→ Stated goal
Reproduce the entries exactly.
====== Data excerpts ======
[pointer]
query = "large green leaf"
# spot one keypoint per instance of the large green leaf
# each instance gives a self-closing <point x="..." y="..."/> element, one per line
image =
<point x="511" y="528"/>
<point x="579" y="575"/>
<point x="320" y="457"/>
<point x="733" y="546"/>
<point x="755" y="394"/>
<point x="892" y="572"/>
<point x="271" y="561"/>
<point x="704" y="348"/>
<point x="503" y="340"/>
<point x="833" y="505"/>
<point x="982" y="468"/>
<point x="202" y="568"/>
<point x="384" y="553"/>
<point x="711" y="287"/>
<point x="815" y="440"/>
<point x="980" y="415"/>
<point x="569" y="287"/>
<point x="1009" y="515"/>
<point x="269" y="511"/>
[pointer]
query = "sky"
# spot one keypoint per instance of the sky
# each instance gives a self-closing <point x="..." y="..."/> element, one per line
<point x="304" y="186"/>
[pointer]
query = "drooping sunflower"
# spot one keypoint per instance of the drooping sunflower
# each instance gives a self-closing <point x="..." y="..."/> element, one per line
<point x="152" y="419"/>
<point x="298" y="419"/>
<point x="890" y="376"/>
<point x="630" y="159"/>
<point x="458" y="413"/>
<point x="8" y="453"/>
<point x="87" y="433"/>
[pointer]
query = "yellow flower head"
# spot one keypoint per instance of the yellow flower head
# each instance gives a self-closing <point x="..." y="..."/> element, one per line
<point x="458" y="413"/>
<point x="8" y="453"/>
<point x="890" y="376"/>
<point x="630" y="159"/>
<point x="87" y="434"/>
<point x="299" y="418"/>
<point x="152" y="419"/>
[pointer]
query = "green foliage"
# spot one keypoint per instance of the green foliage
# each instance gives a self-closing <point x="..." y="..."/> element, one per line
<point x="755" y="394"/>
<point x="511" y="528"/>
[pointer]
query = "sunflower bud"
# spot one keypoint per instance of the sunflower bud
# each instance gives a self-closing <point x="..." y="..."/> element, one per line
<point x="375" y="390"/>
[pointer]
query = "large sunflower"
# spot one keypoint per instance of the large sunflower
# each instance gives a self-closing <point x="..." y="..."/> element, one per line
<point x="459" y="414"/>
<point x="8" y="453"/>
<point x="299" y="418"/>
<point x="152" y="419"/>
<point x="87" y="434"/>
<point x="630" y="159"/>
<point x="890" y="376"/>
======
→ Output for this exercise
[pointer]
query = "large green leaf"
# spot one keypoint per instance of the large green leaf
# each instance gives a self-closing <point x="..." y="..."/> element, one per line
image =
<point x="511" y="528"/>
<point x="579" y="575"/>
<point x="320" y="457"/>
<point x="733" y="546"/>
<point x="755" y="394"/>
<point x="892" y="572"/>
<point x="271" y="561"/>
<point x="704" y="348"/>
<point x="503" y="340"/>
<point x="833" y="505"/>
<point x="982" y="468"/>
<point x="202" y="568"/>
<point x="384" y="553"/>
<point x="711" y="287"/>
<point x="815" y="440"/>
<point x="980" y="415"/>
<point x="569" y="287"/>
<point x="1009" y="515"/>
<point x="269" y="511"/>
[pointer]
query = "sky"
# spot one keypoint per instance of the sky
# each instance gives a self-closing <point x="..." y="..."/> element, one per line
<point x="304" y="186"/>
[pointer]
query = "drooping sunflower"
# spot one keypoint per instance of the drooping sunflower
# each instance gives a self-closing <point x="..." y="..."/> element, one per line
<point x="152" y="419"/>
<point x="298" y="419"/>
<point x="890" y="376"/>
<point x="630" y="159"/>
<point x="458" y="413"/>
<point x="8" y="453"/>
<point x="87" y="433"/>
[pointer]
query = "yellow flower head"
# spot one keypoint per instance of the yellow flower head
# each instance gives a self-closing <point x="..." y="..."/> element, one per line
<point x="458" y="413"/>
<point x="8" y="453"/>
<point x="890" y="376"/>
<point x="630" y="159"/>
<point x="87" y="434"/>
<point x="299" y="418"/>
<point x="152" y="419"/>
[pointer]
query = "green foliage"
# spot one keypoint per instance of the green foliage
# each instance gives a self-closing <point x="..." y="..."/> element, one per line
<point x="755" y="394"/>
<point x="511" y="528"/>
[pointer]
query = "sunflower bud"
# spot one keypoint per instance of the sunflower bud
# each instance gives a self-closing <point x="..." y="..."/> element, one per line
<point x="375" y="390"/>
[pointer]
query = "large sunflower"
# spot one keypoint per instance of the large sunflower
# each instance gives a self-closing <point x="..." y="..."/> element, one per line
<point x="459" y="414"/>
<point x="8" y="453"/>
<point x="299" y="418"/>
<point x="152" y="419"/>
<point x="87" y="434"/>
<point x="630" y="159"/>
<point x="890" y="376"/>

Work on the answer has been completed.